── MATERIAL PROVIDED

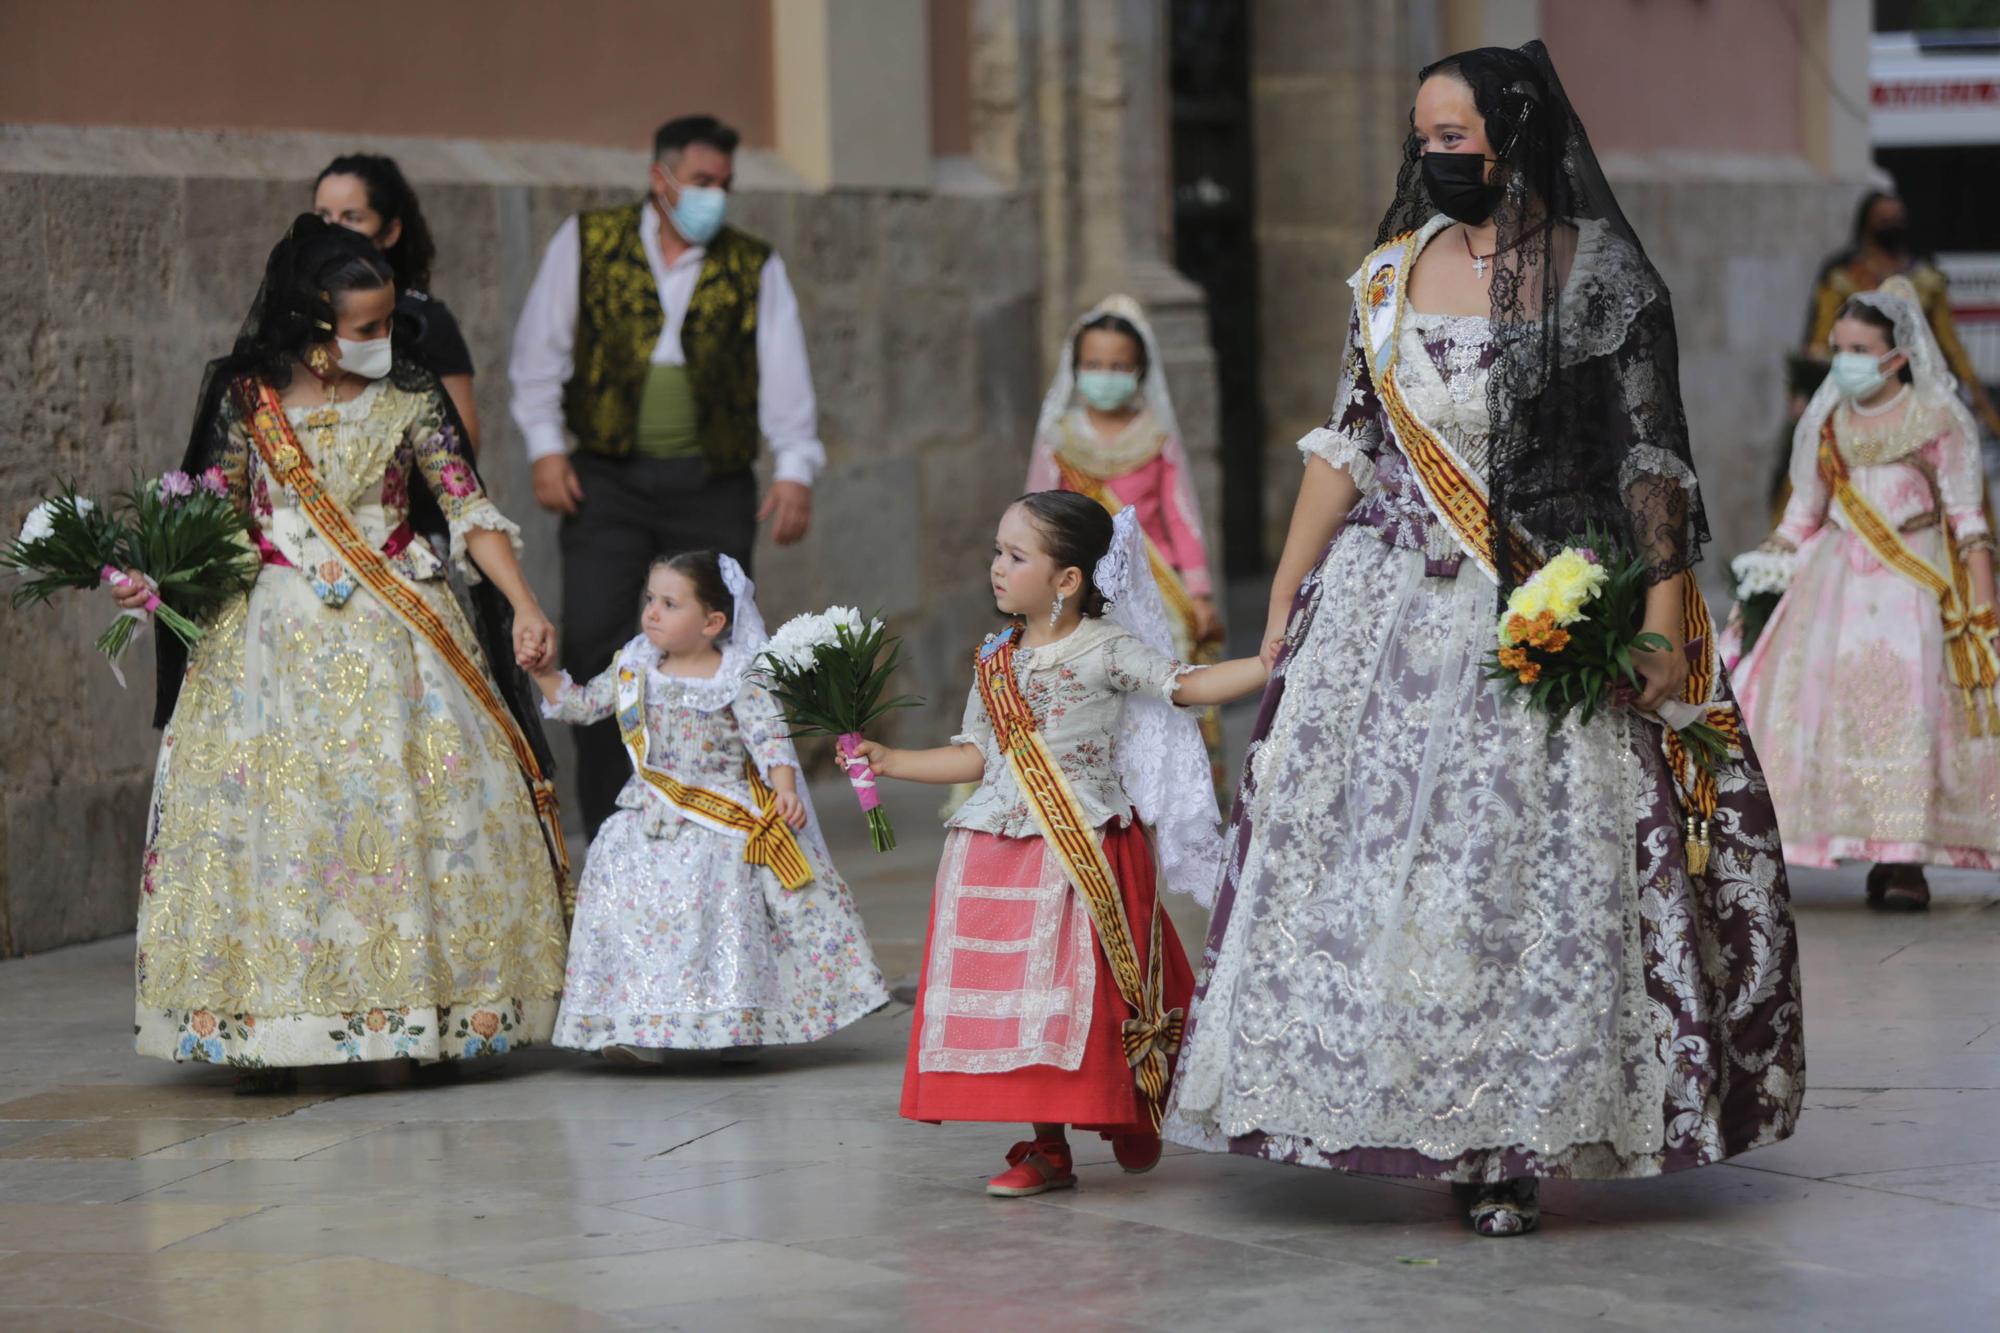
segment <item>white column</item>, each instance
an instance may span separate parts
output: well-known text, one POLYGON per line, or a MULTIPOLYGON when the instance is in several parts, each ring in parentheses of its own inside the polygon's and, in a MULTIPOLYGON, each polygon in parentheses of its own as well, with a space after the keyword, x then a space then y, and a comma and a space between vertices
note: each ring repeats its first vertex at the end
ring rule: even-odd
POLYGON ((778 155, 819 189, 931 183, 924 0, 775 0, 778 155))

────

**EXERCISE INSTRUCTIONS:** Once the pictures are set aside, write out the entries verbatim.

**EXERCISE SOLUTION:**
segment <item>white column</item>, each instance
an instance may span separate parts
output: well-known text, one POLYGON per line, or a MULTIPOLYGON when the instance is in several parts, each ring in parentheses of its own inside the polygon's and, in a MULTIPOLYGON, each polygon in parentheses of its own as well, with a space after the keyword, x then a space then y, and a comma and a space between vertices
note: each ring repeats its first vertex at the end
ring rule: even-odd
POLYGON ((778 155, 819 189, 931 183, 924 0, 775 0, 778 155))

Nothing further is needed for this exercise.